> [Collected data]
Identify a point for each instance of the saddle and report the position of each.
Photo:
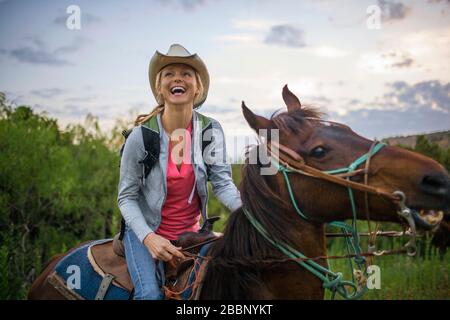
(108, 259)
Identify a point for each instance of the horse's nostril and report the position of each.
(435, 184)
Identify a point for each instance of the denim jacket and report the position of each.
(141, 199)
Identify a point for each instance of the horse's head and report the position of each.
(327, 146)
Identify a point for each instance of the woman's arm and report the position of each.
(129, 184)
(220, 170)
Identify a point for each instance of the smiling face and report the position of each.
(178, 84)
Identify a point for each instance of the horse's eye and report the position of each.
(318, 152)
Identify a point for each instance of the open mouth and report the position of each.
(427, 219)
(178, 91)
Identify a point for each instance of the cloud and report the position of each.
(431, 94)
(386, 61)
(398, 60)
(47, 93)
(36, 56)
(285, 35)
(405, 109)
(87, 19)
(38, 53)
(392, 10)
(187, 5)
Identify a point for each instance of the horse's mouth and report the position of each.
(428, 219)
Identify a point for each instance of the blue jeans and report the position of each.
(146, 273)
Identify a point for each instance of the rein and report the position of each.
(285, 160)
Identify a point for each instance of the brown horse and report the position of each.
(245, 265)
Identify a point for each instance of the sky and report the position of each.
(380, 66)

> [Task to complete] The material above holds pictures; copy everything else in it exactly.

> [Expected output]
Identify a point for each instance of the saddle and report the position of each.
Photo:
(108, 259)
Identify a point for each instance of the horse's nostril and report the position of each.
(435, 184)
Identify a point for each instance of the denim jacket and report the position of each.
(141, 199)
Identify a point for each instance of the horse's head and report the position of each.
(327, 146)
Identify a point for each instance of the woman's arm and report the position of each.
(129, 184)
(220, 170)
Identify a point for each instance of the smiling face and report the position of each.
(178, 84)
Identify a point for each instance of the horse's eye and report the position of each.
(318, 152)
Identify a point for each instance of the open mouth and report the position of each.
(427, 219)
(178, 91)
Identify a point for each instance of the cloud and report the position of each.
(431, 94)
(386, 61)
(398, 60)
(47, 93)
(36, 56)
(285, 35)
(405, 109)
(87, 19)
(38, 53)
(392, 10)
(187, 5)
Identify a point for each instance of the horse's mouth and report the position of each.
(428, 219)
Identify a point for each instance of the blue jeans and report the position of each.
(146, 273)
Identify a point for each instance of the rein and report the position of each.
(285, 160)
Identify a point for each instance of the brown horse and report the position of each.
(245, 265)
Identify a point for each instance of the sky and report the position of each.
(380, 66)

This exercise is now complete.